Consigna:
Según el fragmento sobre Guerreros y cautivas, ¿qué le decían a quien habla cuando se portaba mal?

Fragmento:
A mí me interesa todo aquello que sea posible poner en relación; no me interesa nunca una cosa pura. Incluso cuando he realizado películas de ficción he tratado de establecer esa relación. Si mirás desde ese punto de vista Guerreros y cautivas, es la historia de unos pobres destinos individuales inmersos en una serie de Hechos con mayúsculas: Conquista del Desierto, Reparto de Tierras, Inmigración...Todas grandes cuestiones. Y allí hay una cantidad de gente que está perdida en medio de eso, que cree ideológicamente en que los blancos son superiores y que traen la civilización. Y los pobres no se dan cuenta de qué fuerzas los manejan, ni siquiera de que ellos también son víctimas. No se dan cuenta de qué papel están jugando: tanto los ‘buenos’ como los ‘malos’ son todos como juguetes.

(Extractado de un reportaje realizado por Luciano Monteagudo y publicado en el n° 2 de la revista argentina Film, correspondiente a junio/julio de 1993.)

                                            Guerreros y cautivas (1989) (II)

A menudo cuando me portaba mal me decían se le salió el indio, esto a pesar de ser como la mayoría de los habitantes de Buenos Aires nieto de inmigrantes. Nunca dejó de intrigarme esta parte prohibida, reprimida, designada como un indio mítico, dormida en cada uno de nosotros. Al hacer este cuadro romántico y novelesco, este filme coral sobre 1880 en que la Argentina se abría a la inmigración embriagada por la ilusión de ser un país europeo, también imaginé una escena anterior a mi historia familiar: el momento en que el indio es expulsado de la vida pública y condenado a entrar en la trastienda de la historia.

[Datos de anclaje de objetos en lenguaje natural]
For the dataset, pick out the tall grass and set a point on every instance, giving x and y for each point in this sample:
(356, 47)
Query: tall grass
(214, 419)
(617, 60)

Resultado:
Le decían «se le salió el indio».